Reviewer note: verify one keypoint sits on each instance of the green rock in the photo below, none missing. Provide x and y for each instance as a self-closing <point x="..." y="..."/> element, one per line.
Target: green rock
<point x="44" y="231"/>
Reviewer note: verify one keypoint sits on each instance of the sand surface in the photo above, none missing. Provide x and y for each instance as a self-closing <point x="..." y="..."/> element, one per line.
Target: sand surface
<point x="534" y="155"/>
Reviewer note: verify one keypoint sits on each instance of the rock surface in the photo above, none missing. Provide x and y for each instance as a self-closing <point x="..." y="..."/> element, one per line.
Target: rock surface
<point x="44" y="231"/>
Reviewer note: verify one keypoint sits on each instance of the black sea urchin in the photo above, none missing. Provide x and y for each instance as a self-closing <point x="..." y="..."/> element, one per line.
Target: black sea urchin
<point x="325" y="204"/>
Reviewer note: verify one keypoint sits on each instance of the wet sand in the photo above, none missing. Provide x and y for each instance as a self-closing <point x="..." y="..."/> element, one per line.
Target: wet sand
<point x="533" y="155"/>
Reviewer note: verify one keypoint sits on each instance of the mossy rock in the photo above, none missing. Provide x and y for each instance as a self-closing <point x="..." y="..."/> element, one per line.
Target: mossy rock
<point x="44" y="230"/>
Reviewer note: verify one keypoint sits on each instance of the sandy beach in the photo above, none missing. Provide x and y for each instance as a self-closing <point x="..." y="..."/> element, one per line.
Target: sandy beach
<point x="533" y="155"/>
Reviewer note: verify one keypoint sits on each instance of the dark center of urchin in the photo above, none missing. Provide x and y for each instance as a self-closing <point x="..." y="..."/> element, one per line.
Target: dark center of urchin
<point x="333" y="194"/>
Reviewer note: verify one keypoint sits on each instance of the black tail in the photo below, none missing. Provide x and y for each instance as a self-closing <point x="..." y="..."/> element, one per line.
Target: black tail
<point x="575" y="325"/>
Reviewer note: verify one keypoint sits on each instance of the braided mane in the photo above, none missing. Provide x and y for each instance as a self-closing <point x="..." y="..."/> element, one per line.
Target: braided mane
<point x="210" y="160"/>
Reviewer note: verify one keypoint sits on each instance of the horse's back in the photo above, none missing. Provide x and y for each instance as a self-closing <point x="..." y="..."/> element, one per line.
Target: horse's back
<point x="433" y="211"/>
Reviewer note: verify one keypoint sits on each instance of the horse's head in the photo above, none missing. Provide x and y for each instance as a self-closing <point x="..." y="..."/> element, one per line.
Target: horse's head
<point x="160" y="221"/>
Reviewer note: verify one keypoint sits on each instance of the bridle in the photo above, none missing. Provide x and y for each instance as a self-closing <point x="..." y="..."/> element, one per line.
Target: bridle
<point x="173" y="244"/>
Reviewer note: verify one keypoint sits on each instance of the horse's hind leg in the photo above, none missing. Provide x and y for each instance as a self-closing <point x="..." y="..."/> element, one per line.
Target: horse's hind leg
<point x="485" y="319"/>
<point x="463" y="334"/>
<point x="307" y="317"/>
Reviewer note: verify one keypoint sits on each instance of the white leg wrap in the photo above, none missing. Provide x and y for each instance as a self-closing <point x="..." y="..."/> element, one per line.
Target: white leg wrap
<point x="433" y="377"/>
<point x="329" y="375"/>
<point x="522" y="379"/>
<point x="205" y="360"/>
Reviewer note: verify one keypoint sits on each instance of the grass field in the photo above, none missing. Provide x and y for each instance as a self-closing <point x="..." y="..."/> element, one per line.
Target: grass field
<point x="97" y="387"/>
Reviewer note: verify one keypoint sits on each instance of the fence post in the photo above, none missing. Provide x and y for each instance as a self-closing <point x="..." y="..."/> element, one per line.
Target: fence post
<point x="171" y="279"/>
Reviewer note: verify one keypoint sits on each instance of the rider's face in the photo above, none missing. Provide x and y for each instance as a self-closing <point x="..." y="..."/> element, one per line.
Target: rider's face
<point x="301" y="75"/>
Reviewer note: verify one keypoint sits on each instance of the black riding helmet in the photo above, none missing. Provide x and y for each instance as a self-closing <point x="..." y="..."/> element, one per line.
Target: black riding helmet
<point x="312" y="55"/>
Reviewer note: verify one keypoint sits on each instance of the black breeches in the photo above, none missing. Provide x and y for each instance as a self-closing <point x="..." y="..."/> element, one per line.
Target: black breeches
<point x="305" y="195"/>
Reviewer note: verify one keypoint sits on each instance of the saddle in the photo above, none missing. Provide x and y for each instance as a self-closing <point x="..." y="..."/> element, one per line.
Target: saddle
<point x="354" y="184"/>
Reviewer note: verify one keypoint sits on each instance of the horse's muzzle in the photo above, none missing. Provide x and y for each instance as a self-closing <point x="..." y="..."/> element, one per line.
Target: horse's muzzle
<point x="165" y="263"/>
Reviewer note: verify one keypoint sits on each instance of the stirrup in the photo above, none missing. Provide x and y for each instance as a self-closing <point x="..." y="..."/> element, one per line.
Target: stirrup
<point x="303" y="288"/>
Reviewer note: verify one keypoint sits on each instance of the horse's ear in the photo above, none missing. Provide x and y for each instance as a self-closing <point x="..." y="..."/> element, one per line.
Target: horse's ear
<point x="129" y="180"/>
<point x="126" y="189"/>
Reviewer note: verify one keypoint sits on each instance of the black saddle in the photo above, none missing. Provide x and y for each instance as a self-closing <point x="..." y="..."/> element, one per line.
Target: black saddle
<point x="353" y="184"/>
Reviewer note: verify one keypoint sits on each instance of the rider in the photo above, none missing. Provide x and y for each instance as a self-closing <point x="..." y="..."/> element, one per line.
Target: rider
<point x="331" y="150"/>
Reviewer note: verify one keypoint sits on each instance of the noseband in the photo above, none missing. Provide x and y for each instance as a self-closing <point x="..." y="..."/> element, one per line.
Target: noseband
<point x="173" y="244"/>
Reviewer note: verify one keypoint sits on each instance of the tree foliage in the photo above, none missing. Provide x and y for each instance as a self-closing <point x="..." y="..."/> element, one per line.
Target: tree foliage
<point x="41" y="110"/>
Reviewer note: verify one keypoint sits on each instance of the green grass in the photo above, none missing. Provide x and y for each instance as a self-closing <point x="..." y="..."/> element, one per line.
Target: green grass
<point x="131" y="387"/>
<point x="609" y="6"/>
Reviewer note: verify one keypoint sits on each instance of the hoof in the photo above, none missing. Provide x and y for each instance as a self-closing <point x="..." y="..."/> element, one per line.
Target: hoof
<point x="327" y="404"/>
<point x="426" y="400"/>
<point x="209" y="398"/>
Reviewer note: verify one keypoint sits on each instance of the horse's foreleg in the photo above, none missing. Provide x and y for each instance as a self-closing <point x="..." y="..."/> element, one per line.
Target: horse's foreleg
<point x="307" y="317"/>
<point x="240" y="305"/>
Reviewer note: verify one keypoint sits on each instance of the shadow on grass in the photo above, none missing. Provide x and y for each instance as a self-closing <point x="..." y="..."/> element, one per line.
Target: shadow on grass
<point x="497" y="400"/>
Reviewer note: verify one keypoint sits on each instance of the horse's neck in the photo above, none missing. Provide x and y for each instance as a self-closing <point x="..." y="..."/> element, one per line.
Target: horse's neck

--

__SHORT EXERCISE__:
Reproduce the listing shown above in its entirety, exactly.

__TASK ANSWER__:
Reviewer note: verify one keypoint sits on each instance of the green rock in the photo below, none missing. Provide x and y for each instance as a self-closing <point x="..." y="..."/> element, one per line.
Target: green rock
<point x="44" y="231"/>
Reviewer note: verify one keypoint sits on each instance of the sand surface in the photo above, none missing. Provide x and y for each instance as a self-closing <point x="..." y="..."/> element, one per line.
Target: sand surface
<point x="534" y="155"/>
Reviewer note: verify one keypoint sits on each instance of the rock surface in the photo above, none missing. Provide x and y for each instance as a self-closing <point x="..." y="..."/> element, one per line.
Target: rock surface
<point x="44" y="231"/>
Reviewer note: verify one keypoint sits on each instance of the black sea urchin in the photo above, none missing. Provide x and y for each instance as a self-closing <point x="..." y="..."/> element, one per line.
Target: black sea urchin
<point x="325" y="204"/>
Reviewer note: verify one keypoint sits on each instance of the wet sand in the photo above, none missing. Provide x and y for each instance as a self-closing <point x="..." y="..."/> element, one per line.
Target: wet sand
<point x="533" y="155"/>
Reviewer note: verify one keypoint sits on each instance of the mossy rock in the photo above, none missing. Provide x and y for each instance as a self-closing <point x="..." y="..."/> element, one per line.
Target: mossy rock
<point x="44" y="230"/>
Reviewer note: verify one keypoint sits on each instance of the sandy beach in the photo above, none missing. Provide x and y for each instance as a self-closing <point x="..." y="..."/> element, one per line.
Target: sandy beach
<point x="533" y="155"/>
Reviewer note: verify one keypoint sits on each instance of the dark center of urchin in the photo above, none missing. Provide x and y for each instance as a self-closing <point x="..." y="..."/> element, one per line.
Target: dark center of urchin
<point x="333" y="194"/>
Reviewer note: verify one keypoint sits on each instance of the black tail in the photo below, none missing. Provide x and y for each instance as a self-closing <point x="..." y="..."/> element, one per line.
Target: black tail
<point x="575" y="325"/>
Reviewer note: verify one keypoint sits on each instance of the braided mane in the photo above, none missing. Provide x and y for each instance as a self-closing <point x="..." y="..."/> element, one per line.
Target: braided mane
<point x="210" y="160"/>
Reviewer note: verify one keypoint sits on each instance of the horse's back in the photo above, none missing. Provide x and y for each instance as a self-closing <point x="..." y="..."/> element, one per line.
Target: horse's back
<point x="433" y="211"/>
Reviewer note: verify one keypoint sits on each instance of the horse's head in the photo above, none missing. Provide x and y for each instance as a self-closing <point x="..." y="..."/> element, one per line.
Target: horse's head
<point x="160" y="221"/>
Reviewer note: verify one keypoint sits on each instance of the bridle in the photo above, none missing. Provide x and y for each instance as a self-closing <point x="..." y="..."/> element, one per line.
Target: bridle
<point x="173" y="244"/>
Reviewer note: verify one keypoint sits on each instance of the horse's hind leg in the photo above, none missing. Provide x and y for each instance as a self-closing <point x="..." y="..."/> element, one per line.
Target: horse's hind leg
<point x="485" y="319"/>
<point x="463" y="334"/>
<point x="307" y="317"/>
Reviewer note: verify one keypoint sits on each instance of the white leg wrap in the photo above, none missing. Provide x and y for each instance as a self-closing <point x="..." y="..."/> element, one per line.
Target: white leg wrap
<point x="433" y="377"/>
<point x="329" y="375"/>
<point x="522" y="379"/>
<point x="205" y="360"/>
Reviewer note: verify one keypoint sits on each instance of the grass field in the photo above, none missing. Provide x and y for each instance as a self-closing <point x="..." y="..."/> element, one per line.
Target: grass field
<point x="97" y="387"/>
Reviewer note: verify one keypoint sits on each instance of the fence post in the photo above, none missing. Provide x and y for each instance as a self-closing <point x="..." y="..."/> element, one per line.
Target: fence post
<point x="171" y="279"/>
Reviewer note: verify one keypoint sits on each instance of the rider's face in the photo above, none missing. Provide x and y for each instance as a self-closing <point x="..." y="..."/> element, one per line.
Target: rider's face
<point x="301" y="75"/>
Reviewer note: verify one keypoint sits on each instance of the black riding helmet in the photo above, none missing. Provide x and y for each instance as a self-closing <point x="..." y="..."/> element, one per line.
Target: black riding helmet
<point x="312" y="55"/>
Reviewer note: verify one keypoint sits on each instance of the black breeches in the photo above, none missing. Provide x and y for each instance as a self-closing <point x="..." y="..."/> element, one per line.
Target: black breeches
<point x="305" y="195"/>
Reviewer note: verify one keypoint sits on each instance of the saddle in the photo above, none missing. Provide x and y for each instance as a self-closing <point x="..." y="..."/> element, one per line.
Target: saddle
<point x="354" y="184"/>
Reviewer note: verify one keypoint sits on each instance of the horse's muzzle in the photo above, none missing. Provide x and y for each instance as a self-closing <point x="..." y="..."/> element, one per line.
Target: horse's muzzle
<point x="165" y="263"/>
Reviewer note: verify one keypoint sits on each instance of the stirrup in the photo above, none missing. Provide x and y for each instance as a self-closing <point x="..." y="..."/> element, one per line.
Target: stirrup
<point x="303" y="288"/>
Reviewer note: verify one keypoint sits on each instance of the horse's ear in the photo above, none missing. Provide x and y for each instance as a self-closing <point x="..." y="..."/> element, one per line.
Target: horse's ear
<point x="129" y="180"/>
<point x="126" y="189"/>
Reviewer note: verify one keypoint sits on each instance of the black saddle in the photo above, none missing. Provide x and y for each instance as a self-closing <point x="..." y="..."/> element, one per line.
Target: black saddle
<point x="353" y="184"/>
Reviewer note: verify one keypoint sits on each instance of the rider in the photo above, none missing. Provide x and y for each instance as a self-closing <point x="..." y="..."/> element, one per line.
Target: rider
<point x="331" y="150"/>
Reviewer note: verify one keypoint sits on each instance of the noseband in the photo above, none missing. Provide x and y for each instance as a self-closing <point x="..." y="..."/> element, one per line.
Target: noseband
<point x="173" y="244"/>
Reviewer note: verify one keypoint sits on each instance of the tree foliage in the photo above, none missing. Provide x and y for each instance as a self-closing <point x="..." y="..."/> element, one per line.
Target: tree foliage
<point x="41" y="110"/>
Reviewer note: verify one keypoint sits on each instance of the green grass in the photo above, none missing. Provide x and y for each instance as a self-closing <point x="..." y="..."/> element, one per line.
Target: green grass
<point x="131" y="387"/>
<point x="609" y="6"/>
Reviewer note: verify one keypoint sits on each instance of the hoof in the photo above, none missing. Provide x and y for each instance as a self-closing <point x="..." y="..."/> element, one per line.
Target: hoof
<point x="327" y="404"/>
<point x="426" y="400"/>
<point x="209" y="398"/>
Reviewer note: verify one keypoint sits on each instance of the horse's foreleg in the photo above, none missing. Provide x and y for each instance as a self-closing <point x="..." y="..."/> element, one per line.
Target: horse's foreleg
<point x="307" y="317"/>
<point x="240" y="305"/>
Reviewer note: verify one keypoint sits on each instance of the shadow on grass in the photo above, none missing. Provide x and y for each instance as a self-closing <point x="..." y="..."/> element, one per line.
Target: shadow on grass
<point x="497" y="400"/>
Reviewer note: verify one keypoint sits on each instance of the horse's neck in the photo above, none missing. Provide x and y for each instance as a self-closing <point x="..." y="..."/> element, one per line.
Target: horse's neck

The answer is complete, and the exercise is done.